▸ **Excerpt to read**

"We've done quite a bit of work that has established a significant association between domestic violence and a range of long-term health ailments," said Matt Breiding, a behavioral scientist with the CDC. "We have not only documented both the long-term and near-term outcomes, but also found them to be significant."
The video showing professional football player Ray Rice punching his then-fiancee Janay Palmer has put a spotlight on domestic violence, which in the United States is still shamefully high. Some 31.5 percent of women have been a victim of it at some point in their life, according to recent estimates by the CDC. But, according to Brieding, it isn't all that surprising to those who have worked in the field. "These numbers might be surprising to the public, but they aren't that surprising to us," he said. "Similar numbers emerged 20 years ago, in the mid 1990s."
While women aren't the only victims of such abuses, they are significantly more likely than men to be victimized by current or former intimate partners—women account for 85 percent of spouse abuse victims and 86 percent of victims of abuse by a boyfriend or girlfriend, according to data compiled by Futures Without Violence. The CDC report estimated that each year, domestic violence results in 1,200 deaths and 2 million injuries among women and nearly 600,000 among men.
The long-term health consequences of domestic violence mean that long after a victim has tried to move on, the effect of the abuse can persist. Stroke, heart disease, and asthma are among the chronic ailments most highly correlated with incidents of domestic abuse, but they are merely a few of the many diseases and disabilities that might surface later in life, according to Brieding.

▸ **Dataset entries**

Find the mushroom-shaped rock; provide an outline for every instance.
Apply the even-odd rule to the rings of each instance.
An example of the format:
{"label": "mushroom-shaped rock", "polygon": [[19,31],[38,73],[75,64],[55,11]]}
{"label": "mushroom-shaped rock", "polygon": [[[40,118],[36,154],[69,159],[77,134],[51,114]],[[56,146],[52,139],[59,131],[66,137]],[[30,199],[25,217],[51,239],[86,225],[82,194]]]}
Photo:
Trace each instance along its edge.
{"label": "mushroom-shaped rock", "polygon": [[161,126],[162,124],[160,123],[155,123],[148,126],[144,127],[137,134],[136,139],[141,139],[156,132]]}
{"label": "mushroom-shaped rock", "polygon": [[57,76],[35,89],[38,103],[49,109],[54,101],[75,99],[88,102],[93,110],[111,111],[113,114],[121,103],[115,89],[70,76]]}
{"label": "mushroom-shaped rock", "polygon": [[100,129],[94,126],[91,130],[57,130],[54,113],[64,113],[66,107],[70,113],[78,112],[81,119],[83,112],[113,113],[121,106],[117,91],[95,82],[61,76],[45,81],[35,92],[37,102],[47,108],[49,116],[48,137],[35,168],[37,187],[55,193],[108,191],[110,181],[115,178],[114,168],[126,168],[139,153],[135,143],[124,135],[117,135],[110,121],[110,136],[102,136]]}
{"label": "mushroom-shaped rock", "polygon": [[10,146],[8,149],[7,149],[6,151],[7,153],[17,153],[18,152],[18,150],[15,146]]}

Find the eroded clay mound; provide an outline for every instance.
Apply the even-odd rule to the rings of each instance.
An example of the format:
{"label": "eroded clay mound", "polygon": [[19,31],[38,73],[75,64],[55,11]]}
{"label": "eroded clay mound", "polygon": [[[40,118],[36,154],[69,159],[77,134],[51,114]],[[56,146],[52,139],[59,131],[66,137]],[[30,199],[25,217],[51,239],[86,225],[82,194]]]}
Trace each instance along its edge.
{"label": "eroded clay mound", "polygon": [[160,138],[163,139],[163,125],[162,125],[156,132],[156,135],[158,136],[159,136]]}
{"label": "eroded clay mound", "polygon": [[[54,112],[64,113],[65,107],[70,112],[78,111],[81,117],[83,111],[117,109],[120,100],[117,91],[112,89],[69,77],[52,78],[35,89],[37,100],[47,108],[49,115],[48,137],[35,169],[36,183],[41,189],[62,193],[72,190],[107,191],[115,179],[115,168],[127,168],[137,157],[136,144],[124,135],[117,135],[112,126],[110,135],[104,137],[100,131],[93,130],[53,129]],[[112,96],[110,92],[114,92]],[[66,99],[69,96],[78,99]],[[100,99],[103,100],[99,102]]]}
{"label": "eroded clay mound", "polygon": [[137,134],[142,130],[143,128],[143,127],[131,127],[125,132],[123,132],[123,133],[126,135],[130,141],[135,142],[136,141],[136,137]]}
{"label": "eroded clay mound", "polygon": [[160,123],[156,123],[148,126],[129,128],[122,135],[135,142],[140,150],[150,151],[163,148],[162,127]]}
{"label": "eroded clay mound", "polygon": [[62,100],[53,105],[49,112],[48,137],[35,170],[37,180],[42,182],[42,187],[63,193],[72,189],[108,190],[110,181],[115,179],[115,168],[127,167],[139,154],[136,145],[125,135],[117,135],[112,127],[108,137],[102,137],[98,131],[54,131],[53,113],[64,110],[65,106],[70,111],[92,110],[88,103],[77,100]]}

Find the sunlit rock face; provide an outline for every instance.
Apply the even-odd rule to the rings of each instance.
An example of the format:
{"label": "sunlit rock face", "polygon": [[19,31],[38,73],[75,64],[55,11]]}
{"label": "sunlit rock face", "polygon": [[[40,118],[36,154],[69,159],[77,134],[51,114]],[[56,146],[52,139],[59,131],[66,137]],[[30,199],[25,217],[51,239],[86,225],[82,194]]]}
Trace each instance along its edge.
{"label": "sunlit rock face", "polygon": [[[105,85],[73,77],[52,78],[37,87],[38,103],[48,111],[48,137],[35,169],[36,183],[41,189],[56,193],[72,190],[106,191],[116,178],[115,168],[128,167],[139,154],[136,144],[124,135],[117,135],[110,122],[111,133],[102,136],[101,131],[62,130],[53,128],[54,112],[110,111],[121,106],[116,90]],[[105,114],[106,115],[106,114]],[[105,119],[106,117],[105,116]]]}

▸ **About this exercise**
Reproduce the domestic violence passage in full, word for word. Rely only on the domestic violence passage.

▸ **Task output**
"We've done quite a bit of work that has established a significant association between domestic violence and a range of long-term health ailments," said Matt Breiding, a behavioral scientist with the CDC. "We have not only documented both the long-term and near-term outcomes, but also found them to be significant."
The video showing professional football player Ray Rice punching his then-fiancee Janay Palmer has put a spotlight on domestic violence, which in the United States is still shamefully high. Some 31.5 percent of women have been a victim of it at some point in their life, according to recent estimates by the CDC. But, according to Brieding, it isn't all that surprising to those who have worked in the field. "These numbers might be surprising to the public, but they aren't that surprising to us," he said. "Similar numbers emerged 20 years ago, in the mid 1990s."
While women aren't the only victims of such abuses, they are significantly more likely than men to be victimized by current or former intimate partners—women account for 85 percent of spouse abuse victims and 86 percent of victims of abuse by a boyfriend or girlfriend, according to data compiled by Futures Without Violence. The CDC report estimated that each year, domestic violence results in 1,200 deaths and 2 million injuries among women and nearly 600,000 among men.
The long-term health consequences of domestic violence mean that long after a victim has tried to move on, the effect of the abuse can persist. Stroke, heart disease, and asthma are among the chronic ailments most highly correlated with incidents of domestic abuse, but they are merely a few of the many diseases and disabilities that might surface later in life, according to Brieding.